[Task requirements]
Please locate each line in the rows below that contains the word "desert", and copy those lines out in full.

[Data extract]
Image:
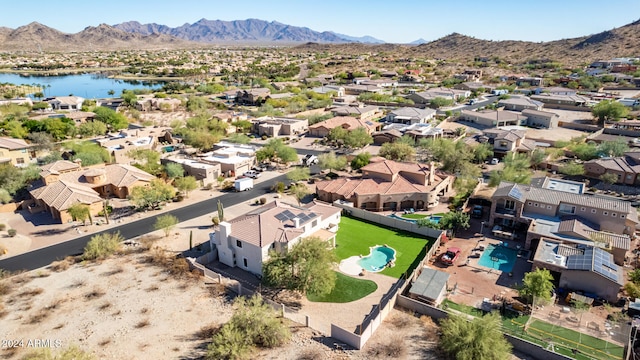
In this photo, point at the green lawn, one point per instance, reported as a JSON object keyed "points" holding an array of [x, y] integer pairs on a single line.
{"points": [[347, 289], [539, 332], [355, 237]]}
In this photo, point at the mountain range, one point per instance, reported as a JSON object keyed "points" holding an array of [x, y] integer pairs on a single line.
{"points": [[622, 41], [250, 30]]}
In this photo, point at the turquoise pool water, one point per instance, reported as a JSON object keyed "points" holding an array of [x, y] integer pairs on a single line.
{"points": [[379, 257], [433, 218], [498, 257]]}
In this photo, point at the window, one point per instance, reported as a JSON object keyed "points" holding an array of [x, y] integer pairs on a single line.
{"points": [[567, 209], [509, 204]]}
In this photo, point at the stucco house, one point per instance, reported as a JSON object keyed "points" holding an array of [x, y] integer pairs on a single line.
{"points": [[245, 242], [64, 183], [323, 128], [627, 168], [580, 267], [16, 152], [69, 103], [411, 115], [388, 185], [558, 209]]}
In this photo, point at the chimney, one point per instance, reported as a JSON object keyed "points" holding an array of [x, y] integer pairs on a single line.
{"points": [[225, 232], [432, 173]]}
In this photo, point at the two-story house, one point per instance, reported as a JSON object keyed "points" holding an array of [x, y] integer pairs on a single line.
{"points": [[388, 185], [411, 115], [559, 209], [245, 242]]}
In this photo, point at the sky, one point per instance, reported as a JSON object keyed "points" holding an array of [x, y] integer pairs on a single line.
{"points": [[396, 21]]}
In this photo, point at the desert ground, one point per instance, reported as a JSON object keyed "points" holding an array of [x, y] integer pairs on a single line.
{"points": [[131, 306]]}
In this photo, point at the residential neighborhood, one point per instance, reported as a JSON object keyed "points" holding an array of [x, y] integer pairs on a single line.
{"points": [[353, 198]]}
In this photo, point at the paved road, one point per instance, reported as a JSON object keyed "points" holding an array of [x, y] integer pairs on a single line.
{"points": [[42, 257]]}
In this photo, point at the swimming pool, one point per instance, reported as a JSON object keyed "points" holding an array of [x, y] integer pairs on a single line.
{"points": [[433, 218], [498, 257], [379, 257]]}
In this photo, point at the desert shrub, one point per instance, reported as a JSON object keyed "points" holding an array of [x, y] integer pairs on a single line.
{"points": [[102, 245], [254, 323], [393, 348], [70, 353]]}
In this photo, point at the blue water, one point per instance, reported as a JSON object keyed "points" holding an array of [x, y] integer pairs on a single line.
{"points": [[88, 86], [498, 257], [378, 259], [435, 219]]}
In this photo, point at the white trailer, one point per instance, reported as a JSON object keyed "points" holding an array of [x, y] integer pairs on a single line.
{"points": [[243, 184]]}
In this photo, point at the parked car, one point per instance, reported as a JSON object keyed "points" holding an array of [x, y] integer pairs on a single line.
{"points": [[252, 174], [450, 256], [477, 211]]}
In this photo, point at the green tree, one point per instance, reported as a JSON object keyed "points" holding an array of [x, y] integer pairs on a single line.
{"points": [[609, 110], [299, 191], [174, 170], [537, 285], [397, 151], [186, 184], [480, 338], [331, 161], [307, 267], [166, 223], [609, 178], [613, 148], [454, 220], [102, 245], [299, 174], [360, 160], [151, 196], [572, 169], [80, 212]]}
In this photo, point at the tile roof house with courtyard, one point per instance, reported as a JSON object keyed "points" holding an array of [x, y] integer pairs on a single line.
{"points": [[388, 185], [348, 123], [519, 103], [64, 183], [245, 242], [627, 168], [411, 115], [558, 209], [16, 152], [580, 267]]}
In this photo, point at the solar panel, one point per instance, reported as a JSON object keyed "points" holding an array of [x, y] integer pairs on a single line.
{"points": [[515, 193]]}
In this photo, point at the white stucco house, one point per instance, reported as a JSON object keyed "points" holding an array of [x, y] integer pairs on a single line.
{"points": [[246, 241]]}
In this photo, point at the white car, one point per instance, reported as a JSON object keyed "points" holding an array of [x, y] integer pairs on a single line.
{"points": [[252, 174]]}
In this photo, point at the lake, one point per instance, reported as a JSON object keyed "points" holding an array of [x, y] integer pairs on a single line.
{"points": [[88, 86]]}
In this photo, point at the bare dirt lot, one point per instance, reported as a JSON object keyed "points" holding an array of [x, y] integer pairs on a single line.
{"points": [[126, 308]]}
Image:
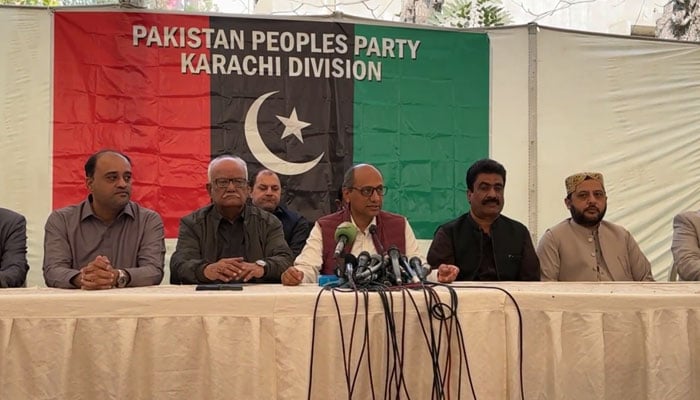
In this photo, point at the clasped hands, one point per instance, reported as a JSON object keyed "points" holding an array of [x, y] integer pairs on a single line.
{"points": [[98, 274], [233, 269]]}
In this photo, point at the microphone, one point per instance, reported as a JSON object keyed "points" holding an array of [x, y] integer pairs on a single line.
{"points": [[362, 261], [350, 263], [345, 234], [417, 266], [411, 271], [394, 254], [376, 264], [375, 238]]}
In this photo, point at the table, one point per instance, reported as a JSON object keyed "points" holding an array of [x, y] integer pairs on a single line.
{"points": [[580, 341]]}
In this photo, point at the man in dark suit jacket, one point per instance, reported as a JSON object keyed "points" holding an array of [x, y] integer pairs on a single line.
{"points": [[13, 249]]}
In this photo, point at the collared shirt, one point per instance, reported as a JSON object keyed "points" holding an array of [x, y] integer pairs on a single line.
{"points": [[487, 263], [74, 237], [311, 258], [230, 237]]}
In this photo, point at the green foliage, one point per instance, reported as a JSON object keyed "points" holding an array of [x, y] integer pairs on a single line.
{"points": [[470, 14]]}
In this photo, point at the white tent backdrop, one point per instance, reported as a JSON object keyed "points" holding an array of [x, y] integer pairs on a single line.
{"points": [[561, 102]]}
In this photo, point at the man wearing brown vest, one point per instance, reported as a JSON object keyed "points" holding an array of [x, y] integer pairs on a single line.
{"points": [[363, 193]]}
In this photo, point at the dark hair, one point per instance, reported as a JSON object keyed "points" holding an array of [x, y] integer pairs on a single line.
{"points": [[263, 171], [340, 194], [484, 166], [92, 161], [348, 178]]}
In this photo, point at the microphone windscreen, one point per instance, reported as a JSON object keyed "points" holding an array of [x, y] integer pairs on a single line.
{"points": [[350, 259], [347, 229], [363, 259]]}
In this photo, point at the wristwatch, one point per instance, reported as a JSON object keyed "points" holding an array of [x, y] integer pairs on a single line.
{"points": [[263, 264], [122, 278]]}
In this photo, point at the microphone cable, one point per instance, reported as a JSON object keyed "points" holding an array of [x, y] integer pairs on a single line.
{"points": [[438, 323]]}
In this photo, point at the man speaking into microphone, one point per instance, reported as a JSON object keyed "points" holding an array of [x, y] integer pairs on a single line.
{"points": [[376, 230]]}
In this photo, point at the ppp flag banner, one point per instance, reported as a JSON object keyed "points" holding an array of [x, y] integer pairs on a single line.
{"points": [[306, 99]]}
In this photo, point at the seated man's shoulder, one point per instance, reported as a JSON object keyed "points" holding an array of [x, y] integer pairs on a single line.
{"points": [[198, 214], [9, 215], [141, 210], [455, 223], [512, 223], [615, 229], [563, 226], [391, 215], [258, 214], [64, 213]]}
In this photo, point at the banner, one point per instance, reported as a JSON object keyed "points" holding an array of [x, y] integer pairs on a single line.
{"points": [[306, 99]]}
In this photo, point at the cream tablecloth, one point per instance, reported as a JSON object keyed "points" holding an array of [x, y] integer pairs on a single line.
{"points": [[580, 341]]}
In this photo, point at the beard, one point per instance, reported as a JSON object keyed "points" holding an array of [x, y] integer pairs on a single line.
{"points": [[584, 220]]}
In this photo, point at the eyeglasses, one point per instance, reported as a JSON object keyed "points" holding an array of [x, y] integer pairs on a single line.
{"points": [[368, 190], [238, 183]]}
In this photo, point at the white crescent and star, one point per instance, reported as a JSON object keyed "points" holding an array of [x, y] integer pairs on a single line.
{"points": [[262, 153]]}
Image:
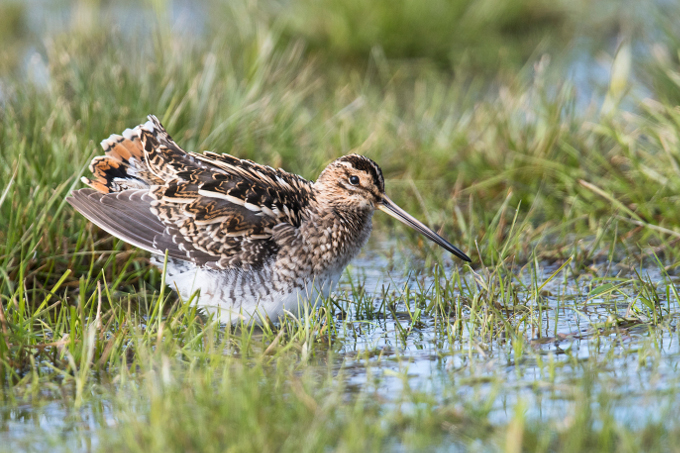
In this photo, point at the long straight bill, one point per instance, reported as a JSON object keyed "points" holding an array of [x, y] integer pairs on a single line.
{"points": [[395, 211]]}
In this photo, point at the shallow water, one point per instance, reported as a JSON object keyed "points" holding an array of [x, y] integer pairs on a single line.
{"points": [[635, 362], [577, 351]]}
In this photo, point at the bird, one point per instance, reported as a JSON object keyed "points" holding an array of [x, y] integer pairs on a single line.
{"points": [[254, 242]]}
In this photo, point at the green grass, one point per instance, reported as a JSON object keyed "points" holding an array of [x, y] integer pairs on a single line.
{"points": [[560, 336]]}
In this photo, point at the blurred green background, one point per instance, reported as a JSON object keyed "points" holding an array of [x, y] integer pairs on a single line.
{"points": [[527, 131]]}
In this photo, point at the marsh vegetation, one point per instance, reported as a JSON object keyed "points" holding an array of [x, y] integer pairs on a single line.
{"points": [[543, 137]]}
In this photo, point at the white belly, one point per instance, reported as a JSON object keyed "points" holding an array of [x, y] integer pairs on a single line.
{"points": [[233, 296]]}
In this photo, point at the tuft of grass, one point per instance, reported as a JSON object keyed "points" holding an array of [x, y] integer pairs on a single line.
{"points": [[560, 336]]}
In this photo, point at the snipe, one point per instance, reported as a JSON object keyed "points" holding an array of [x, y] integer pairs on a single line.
{"points": [[254, 240]]}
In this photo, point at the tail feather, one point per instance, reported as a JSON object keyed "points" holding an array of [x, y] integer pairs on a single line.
{"points": [[141, 157]]}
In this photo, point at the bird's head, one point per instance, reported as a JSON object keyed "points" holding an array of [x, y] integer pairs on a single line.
{"points": [[356, 183]]}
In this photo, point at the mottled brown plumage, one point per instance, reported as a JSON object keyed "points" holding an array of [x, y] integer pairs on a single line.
{"points": [[256, 241]]}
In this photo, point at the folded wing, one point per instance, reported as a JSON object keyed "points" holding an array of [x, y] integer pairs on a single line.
{"points": [[213, 210]]}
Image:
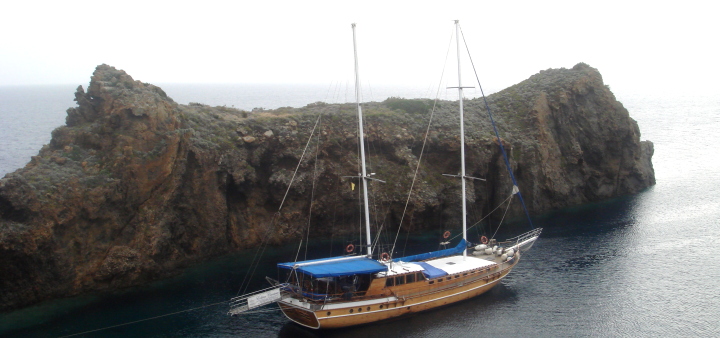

[Worked answer]
In this photo, point at the desert ground, one point per instance, reported as a JSON object keyed "points" holding an array of [x, y] integer pairs on a single line.
In this photo, point at the desert shrub, one point per instance, reported as a JSON object keyed "points" holding an array of [x, y] integer pairs on a single line.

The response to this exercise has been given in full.